### Provided text
+++++

Still Having "Too Much Fun."

by Michael Buffalo Smith
March 2002


The former lead vocalist of Commander Cody & His Lost Planet Airmen is still rocking and singing the blues with heart and soul. His latest cd, Southern Moon (on Zane Records) made our Gritz "Best Releases of 2002" list. We spoke with Billy C. by phone from Alabama.

I want to go back and get you to tell me where you were born and raised?

Decatur, Alabama. North Alabama mostly, and I lived a great part of my youth in Indiana and Texas.

Oh, so you probably knew lots of those guys from Alabama that were at the Christmas charity event, guys like John Wyker and folks from The Muscle Shoals Rhythm Section- were you around any of that? The heyday of the Muscle Shoals studios?

Actually, we left when I was in my teens and my family moved us up to Detroit, I knew Johnny Wyker when we were kids because he used to date my cousin. His family had a hardware store in Decatur and my Mom's family had a little restaurant down by the railroad tracks. Those two families had known each other for a few generations in fact. As far as the music scene though, I kind of left before any of that stuff happened and moved up into the Detroit and Chicago blues scenes in the mid-sixties I would say.

When did you first become interested in singing and playing music?

Well, I got my first guitar at about 11-12 years old and it seemed like I had always wanted to be a musician. I was copying Elvis and Hank Williams at an early age and my first public performance was at a Church of God camp meeting in 1963, where I did some gospel songs and that same year I got into a rock and roll band. It was a little band that was local and we just played around at parties and did not really amount to much. I started I guess from a gospel type angle and got into the Elvis stuff from there, and then it was not long until I was doing blues like Lightnin'Hopkins and Sonny Terry.

Are you a founding member of the Commander Cody Band and when did all that come about? I did not know the whole story.

After my family moved up to Detroit when I was a teen, I was playing in bands and blowin' some harmonica and doing the blues thing and various other things. When I was about 18 years old I was playing with Sam Lay and the Mojo Workers. Sam Lay, among other things, had played on early Howlin'Wolf stuff and was also on on the first Paul Butterfield album. I knew him from the James Cotton band and then he quit Cotton and started his own band. I had played with him for awhile and around the same time over in Ann Arbor, Michigan, that's not far from Detroit and a big college town. I would play over there from time to time and I met George Frayne, who later became Commander Cody and the band's guitarist, Bill Kirchen. We each had a band and then we just decided to bring them together and make them into one band. That is how the serious version of Cody got together. I met those guys up there and I guess I was the token Southerner in the band because they were all yankees and westerners and stuff and they had no southern roots in the band, but they did want to do that kind of stuff.

I thought for years that they were southern guys just because of the music, but I guess I am not the only one that thought that.

(Laughs), no I have heard this from lots of people. We played on the country circuit a little bit, but not much, we stayed mostly on the hippie-country-rock circuit most. There were lots of people that felt like we were southern. I was the front man and they would hear my voice and accent and just assume we were. Most of them were just college guys from up north that wanted to play the good stuff.

+++++

### Given records

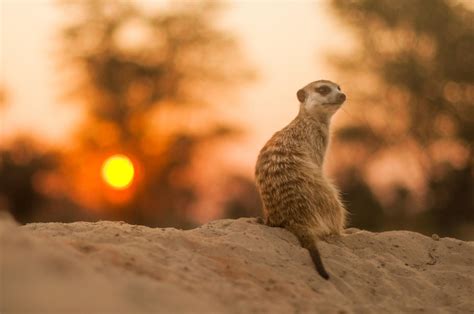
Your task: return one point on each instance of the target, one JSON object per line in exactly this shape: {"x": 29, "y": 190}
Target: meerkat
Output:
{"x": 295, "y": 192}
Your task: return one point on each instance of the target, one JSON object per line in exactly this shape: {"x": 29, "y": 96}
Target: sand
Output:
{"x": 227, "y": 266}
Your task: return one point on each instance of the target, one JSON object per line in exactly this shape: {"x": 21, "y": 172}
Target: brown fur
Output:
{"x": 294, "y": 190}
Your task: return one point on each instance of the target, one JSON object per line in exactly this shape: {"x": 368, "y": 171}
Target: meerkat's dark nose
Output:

+++++

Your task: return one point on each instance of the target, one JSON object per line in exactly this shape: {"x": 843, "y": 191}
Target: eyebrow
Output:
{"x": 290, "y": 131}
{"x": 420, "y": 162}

+++++

### Jobs
A. From the Billy C. interview, quote the passage from "by Michael Buffalo" to "phone from Alabama.".
B. In the Billy C. interview, where and in what year did he give his first public performance?
C. From the Billy C. interview, list every performer whose music he says he copied or performed when he was starting out.

### Responses per task
A.
by Michael Buffalo Smith
March 2002


The former lead vocalist of Commander Cody & His Lost Planet Airmen is still rocking and singing the blues with heart and soul. His latest cd, Southern Moon (on Zane Records) made our Gritz "Best Releases of 2002" list. We spoke with Billy C. by phone from Alabama.

B. At a Church of God camp meeting in 1963.

C. Elvis, Hank Williams, Lightnin' Hopkins, Sonny Terry